§ **EXERCISE**:
Restate each record word for word, from the first to the last.

§ **THE DATA**:
*** Block opens ***

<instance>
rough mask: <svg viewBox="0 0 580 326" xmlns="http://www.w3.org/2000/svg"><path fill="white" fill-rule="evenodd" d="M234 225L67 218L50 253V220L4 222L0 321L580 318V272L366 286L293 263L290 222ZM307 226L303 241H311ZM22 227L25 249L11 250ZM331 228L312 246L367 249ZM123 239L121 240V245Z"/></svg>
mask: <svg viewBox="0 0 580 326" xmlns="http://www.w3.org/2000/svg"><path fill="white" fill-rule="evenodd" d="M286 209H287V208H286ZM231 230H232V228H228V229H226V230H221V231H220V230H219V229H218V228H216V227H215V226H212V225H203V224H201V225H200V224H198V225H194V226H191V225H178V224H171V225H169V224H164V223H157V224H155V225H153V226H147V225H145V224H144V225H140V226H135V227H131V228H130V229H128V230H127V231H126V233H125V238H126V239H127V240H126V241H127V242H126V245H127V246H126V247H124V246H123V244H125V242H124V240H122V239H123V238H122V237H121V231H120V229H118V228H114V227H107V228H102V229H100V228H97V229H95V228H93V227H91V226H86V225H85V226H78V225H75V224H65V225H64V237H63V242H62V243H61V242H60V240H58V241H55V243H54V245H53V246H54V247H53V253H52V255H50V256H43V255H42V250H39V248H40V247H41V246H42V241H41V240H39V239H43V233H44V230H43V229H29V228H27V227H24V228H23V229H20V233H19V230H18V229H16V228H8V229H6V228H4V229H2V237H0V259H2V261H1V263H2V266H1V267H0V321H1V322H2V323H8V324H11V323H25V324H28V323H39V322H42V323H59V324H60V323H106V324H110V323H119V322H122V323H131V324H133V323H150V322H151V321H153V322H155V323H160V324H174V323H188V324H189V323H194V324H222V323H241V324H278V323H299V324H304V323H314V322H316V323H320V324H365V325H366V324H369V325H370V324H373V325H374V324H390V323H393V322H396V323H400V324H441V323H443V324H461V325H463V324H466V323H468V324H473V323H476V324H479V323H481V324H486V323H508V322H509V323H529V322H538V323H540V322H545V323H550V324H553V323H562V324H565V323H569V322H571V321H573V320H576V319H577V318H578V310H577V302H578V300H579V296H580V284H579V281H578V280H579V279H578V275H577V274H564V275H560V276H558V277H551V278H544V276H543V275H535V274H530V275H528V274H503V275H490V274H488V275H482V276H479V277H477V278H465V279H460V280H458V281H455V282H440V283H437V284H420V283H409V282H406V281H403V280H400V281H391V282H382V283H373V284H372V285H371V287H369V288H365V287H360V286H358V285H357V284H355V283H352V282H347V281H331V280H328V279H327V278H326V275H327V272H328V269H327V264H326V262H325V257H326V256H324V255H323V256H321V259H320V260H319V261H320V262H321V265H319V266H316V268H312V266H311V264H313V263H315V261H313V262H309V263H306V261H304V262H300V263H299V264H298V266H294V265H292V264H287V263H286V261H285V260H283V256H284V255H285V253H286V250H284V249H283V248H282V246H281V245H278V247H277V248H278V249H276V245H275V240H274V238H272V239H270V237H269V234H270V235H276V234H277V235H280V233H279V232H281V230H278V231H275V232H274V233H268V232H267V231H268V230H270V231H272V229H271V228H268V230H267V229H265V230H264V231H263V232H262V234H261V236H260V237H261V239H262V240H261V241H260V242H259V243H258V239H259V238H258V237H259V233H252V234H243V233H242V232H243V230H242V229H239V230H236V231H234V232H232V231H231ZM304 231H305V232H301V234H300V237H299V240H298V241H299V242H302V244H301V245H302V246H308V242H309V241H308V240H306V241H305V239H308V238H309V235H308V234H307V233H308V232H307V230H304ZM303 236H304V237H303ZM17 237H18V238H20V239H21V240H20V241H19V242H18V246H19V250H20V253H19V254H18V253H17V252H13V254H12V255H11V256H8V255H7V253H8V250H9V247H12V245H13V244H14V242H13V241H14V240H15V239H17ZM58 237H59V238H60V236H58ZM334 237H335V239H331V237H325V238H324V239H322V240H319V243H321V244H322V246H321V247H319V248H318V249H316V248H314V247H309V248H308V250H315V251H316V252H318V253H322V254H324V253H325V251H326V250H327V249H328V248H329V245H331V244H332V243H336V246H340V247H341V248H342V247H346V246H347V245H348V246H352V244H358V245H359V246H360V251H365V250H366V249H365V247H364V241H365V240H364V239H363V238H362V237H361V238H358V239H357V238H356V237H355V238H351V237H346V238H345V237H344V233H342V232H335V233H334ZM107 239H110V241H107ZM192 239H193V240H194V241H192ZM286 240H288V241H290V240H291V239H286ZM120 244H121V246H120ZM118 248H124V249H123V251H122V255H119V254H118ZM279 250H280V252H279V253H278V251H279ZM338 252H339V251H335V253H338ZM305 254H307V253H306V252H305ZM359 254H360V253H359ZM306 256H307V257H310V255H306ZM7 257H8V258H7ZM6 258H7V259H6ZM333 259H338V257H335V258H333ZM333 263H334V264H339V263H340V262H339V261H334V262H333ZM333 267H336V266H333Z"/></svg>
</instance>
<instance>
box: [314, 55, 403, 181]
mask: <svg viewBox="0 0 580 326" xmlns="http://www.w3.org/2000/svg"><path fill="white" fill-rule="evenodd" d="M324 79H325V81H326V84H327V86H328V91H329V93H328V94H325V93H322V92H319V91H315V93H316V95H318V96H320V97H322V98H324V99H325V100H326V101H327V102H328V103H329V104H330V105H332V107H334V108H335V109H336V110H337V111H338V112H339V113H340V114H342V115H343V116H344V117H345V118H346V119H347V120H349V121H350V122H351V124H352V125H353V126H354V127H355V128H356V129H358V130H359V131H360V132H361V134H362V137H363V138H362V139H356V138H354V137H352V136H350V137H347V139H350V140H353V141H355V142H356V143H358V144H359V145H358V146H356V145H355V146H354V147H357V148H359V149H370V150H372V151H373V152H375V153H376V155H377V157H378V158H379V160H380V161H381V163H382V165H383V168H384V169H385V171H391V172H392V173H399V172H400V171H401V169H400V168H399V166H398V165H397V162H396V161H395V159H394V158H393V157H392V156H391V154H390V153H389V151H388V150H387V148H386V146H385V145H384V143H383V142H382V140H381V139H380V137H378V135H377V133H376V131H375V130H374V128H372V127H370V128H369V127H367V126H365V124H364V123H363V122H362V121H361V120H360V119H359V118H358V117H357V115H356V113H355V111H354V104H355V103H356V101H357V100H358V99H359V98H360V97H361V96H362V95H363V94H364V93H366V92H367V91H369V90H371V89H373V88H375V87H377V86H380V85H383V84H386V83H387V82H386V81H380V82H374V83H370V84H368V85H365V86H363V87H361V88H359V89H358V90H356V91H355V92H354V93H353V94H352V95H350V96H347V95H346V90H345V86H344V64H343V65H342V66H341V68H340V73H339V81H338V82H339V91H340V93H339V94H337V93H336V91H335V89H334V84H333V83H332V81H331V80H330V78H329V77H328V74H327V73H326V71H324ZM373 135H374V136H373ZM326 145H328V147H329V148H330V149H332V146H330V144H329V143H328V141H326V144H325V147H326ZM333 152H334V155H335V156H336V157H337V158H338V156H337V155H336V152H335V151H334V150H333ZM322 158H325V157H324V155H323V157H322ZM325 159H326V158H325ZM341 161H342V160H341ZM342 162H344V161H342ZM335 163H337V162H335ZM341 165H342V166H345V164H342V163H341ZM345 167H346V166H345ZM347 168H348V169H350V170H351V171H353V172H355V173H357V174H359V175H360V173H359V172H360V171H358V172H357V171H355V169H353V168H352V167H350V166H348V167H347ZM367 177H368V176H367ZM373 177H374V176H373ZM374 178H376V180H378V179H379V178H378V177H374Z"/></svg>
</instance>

*** Block closes ***

§ **OUTPUT FOR THIS TASK**:
<instance>
rough mask: <svg viewBox="0 0 580 326" xmlns="http://www.w3.org/2000/svg"><path fill="white" fill-rule="evenodd" d="M234 225L67 218L50 253V220L4 222L0 321L580 318V272L366 286L293 263L290 222ZM307 226L303 241H311ZM22 227L25 249L11 250ZM331 228L312 246L367 249ZM123 239L121 240V245Z"/></svg>
mask: <svg viewBox="0 0 580 326" xmlns="http://www.w3.org/2000/svg"><path fill="white" fill-rule="evenodd" d="M286 209H287V208H286ZM231 230H232V228H228V229H226V230H221V231H220V230H219V229H218V228H216V227H215V226H212V225H203V224H201V225H200V224H198V225H194V226H191V225H178V224H171V225H169V224H164V223H157V224H155V225H153V226H147V225H145V224H144V225H140V226H135V227H131V228H130V229H128V230H127V231H126V233H125V238H126V239H127V240H126V241H127V242H126V245H127V246H126V247H124V246H123V244H125V242H124V240H122V239H123V238H122V237H121V231H120V229H118V228H114V227H107V228H102V229H100V228H97V229H95V228H93V227H91V226H86V225H85V226H78V225H75V224H65V225H64V237H63V242H62V243H61V242H60V240H58V241H55V243H54V245H53V246H54V247H53V253H52V255H50V256H43V255H42V250H39V248H40V247H41V246H42V241H41V240H39V239H43V233H44V230H43V229H29V228H27V227H24V228H23V229H20V233H19V230H18V229H16V228H8V229H6V228H4V229H2V237H0V259H2V261H1V263H2V266H1V267H0V321H1V322H2V323H8V324H11V323H25V324H28V323H39V322H42V323H59V324H60V323H106V324H110V323H119V322H122V323H131V324H133V323H150V322H151V321H153V322H155V323H160V324H174V323H188V324H189V323H194V324H222V323H241V324H278V323H299V324H304V323H314V322H316V323H320V324H365V325H366V324H369V325H370V324H373V325H374V324H390V323H393V322H396V323H400V324H441V323H443V324H461V325H463V324H466V323H468V324H473V323H476V324H479V323H481V324H486V323H508V322H509V323H529V322H538V323H540V322H545V323H550V324H553V323H562V324H565V323H569V322H571V321H573V320H576V319H577V318H578V310H577V302H578V300H579V296H580V284H579V281H578V280H579V279H578V275H577V274H564V275H560V276H558V277H551V278H544V276H543V275H535V274H530V275H528V274H503V275H490V274H488V275H482V276H479V277H477V278H465V279H460V280H458V281H455V282H440V283H437V284H420V283H409V282H406V281H403V280H400V281H391V282H382V283H373V284H372V285H371V287H369V288H365V287H360V286H358V285H357V284H355V283H352V282H347V281H331V280H328V279H327V278H326V275H327V272H328V269H327V264H326V262H325V257H326V256H324V255H323V256H321V259H320V260H319V261H320V262H321V265H319V266H316V268H312V266H311V264H313V263H315V261H313V262H309V263H306V261H304V262H300V263H299V264H298V266H294V265H292V264H287V263H286V261H285V260H283V256H284V255H285V253H286V250H284V249H283V248H282V246H281V245H278V247H277V248H278V249H276V245H275V240H274V238H272V239H270V237H269V234H270V235H276V234H277V235H280V233H279V232H281V230H278V231H275V232H274V233H268V232H267V231H268V230H270V231H272V229H271V228H268V230H267V229H265V230H264V231H263V232H262V234H261V236H260V237H261V239H262V240H261V241H260V242H259V243H258V239H259V238H258V237H259V233H252V234H243V233H242V232H243V230H242V229H239V230H236V231H234V232H232V231H231ZM304 231H305V232H301V234H300V237H299V240H298V241H299V242H302V244H301V245H302V246H308V242H309V241H308V240H306V241H305V239H308V238H309V235H308V234H307V233H308V232H307V230H304ZM303 236H304V237H303ZM17 237H18V238H20V239H21V240H20V241H19V242H18V246H19V250H20V253H19V254H18V253H17V252H13V254H12V255H11V256H8V255H7V253H8V250H9V247H12V245H13V244H14V242H13V241H14V240H15V239H17ZM58 237H59V238H60V236H58ZM334 237H335V239H331V237H325V238H324V239H322V240H319V243H321V244H322V246H321V247H319V248H318V249H316V248H314V247H309V248H308V250H315V251H316V252H318V253H322V254H324V253H325V251H326V250H327V249H328V248H329V245H331V244H332V243H336V246H340V247H341V248H342V247H346V246H347V245H348V246H352V244H358V245H359V246H360V251H365V250H366V249H365V247H364V241H365V240H364V239H363V238H362V237H361V238H358V239H357V238H356V237H355V238H351V237H346V238H345V237H344V233H342V232H335V233H334ZM107 239H110V241H107ZM192 239H193V240H194V241H192ZM286 240H288V241H290V240H291V239H286ZM120 244H121V246H120ZM118 248H124V249H123V251H122V255H119V254H118ZM279 250H280V252H279V253H278V251H279ZM338 252H339V251H335V253H338ZM305 254H307V253H306V252H305ZM359 254H360V253H359ZM306 256H307V257H310V255H306ZM7 257H8V258H7ZM6 258H7V259H6ZM333 259H338V257H335V258H333ZM333 263H334V264H339V263H340V262H339V261H334V262H333ZM333 267H336V266H333Z"/></svg>
</instance>
<instance>
box: [314, 55, 403, 181]
mask: <svg viewBox="0 0 580 326" xmlns="http://www.w3.org/2000/svg"><path fill="white" fill-rule="evenodd" d="M324 79H325V81H326V84H327V86H328V91H329V93H328V94H325V93H322V92H319V91H315V93H316V95H318V96H320V97H322V98H324V99H325V100H326V101H327V102H328V103H329V104H330V105H332V107H334V108H335V109H336V110H337V111H338V112H339V113H340V114H342V115H343V116H344V117H345V118H346V119H347V120H349V121H350V122H351V124H352V125H353V126H354V127H355V128H356V129H358V130H359V131H360V132H361V134H362V137H363V138H362V139H356V138H354V137H352V136H350V137H347V139H350V140H353V141H355V142H356V143H358V144H359V145H358V146H356V145H355V146H354V147H357V148H359V149H370V150H372V151H373V152H375V153H376V155H377V157H378V158H379V160H380V161H381V163H382V165H383V168H384V169H385V171H391V172H392V173H399V172H400V171H401V169H400V168H399V166H398V165H397V162H396V161H395V159H394V158H393V157H392V156H391V154H390V153H389V151H388V150H387V148H386V146H385V145H384V143H383V142H382V140H381V139H380V137H378V135H377V133H376V131H375V130H374V128H372V127H370V128H369V127H367V126H365V124H364V123H363V122H362V121H361V120H360V119H359V118H358V117H357V115H356V113H355V111H354V104H355V103H356V101H357V100H358V99H359V98H360V97H361V96H362V95H363V94H364V93H366V92H367V91H369V90H371V89H373V88H375V87H377V86H380V85H383V84H386V83H387V82H386V81H380V82H374V83H370V84H368V85H365V86H363V87H361V88H359V89H358V90H356V91H355V92H354V93H353V94H352V95H350V96H347V95H346V90H345V86H344V64H343V65H342V66H341V68H340V73H339V81H338V82H339V91H340V93H339V94H337V93H336V91H335V89H334V84H333V83H332V81H331V80H330V78H329V77H328V74H327V73H326V71H324ZM373 135H374V136H373ZM326 145H328V147H329V148H330V149H332V146H330V144H329V143H328V141H326V144H325V147H326ZM333 152H334V155H335V156H336V157H337V158H338V156H337V155H336V152H335V151H334V150H333ZM322 158H325V157H324V155H323V157H322ZM325 159H326V158H325ZM341 161H342V160H341ZM342 162H344V161H342ZM335 163H337V162H335ZM341 165H342V166H345V164H342V163H341ZM345 167H346V166H345ZM347 168H348V169H350V170H351V171H353V172H355V173H357V174H359V175H360V173H359V172H360V171H358V172H357V171H355V169H353V168H352V167H350V166H348V167H347ZM367 177H368V176H367ZM373 177H374V176H373ZM374 178H376V180H378V179H379V178H378V177H374Z"/></svg>
</instance>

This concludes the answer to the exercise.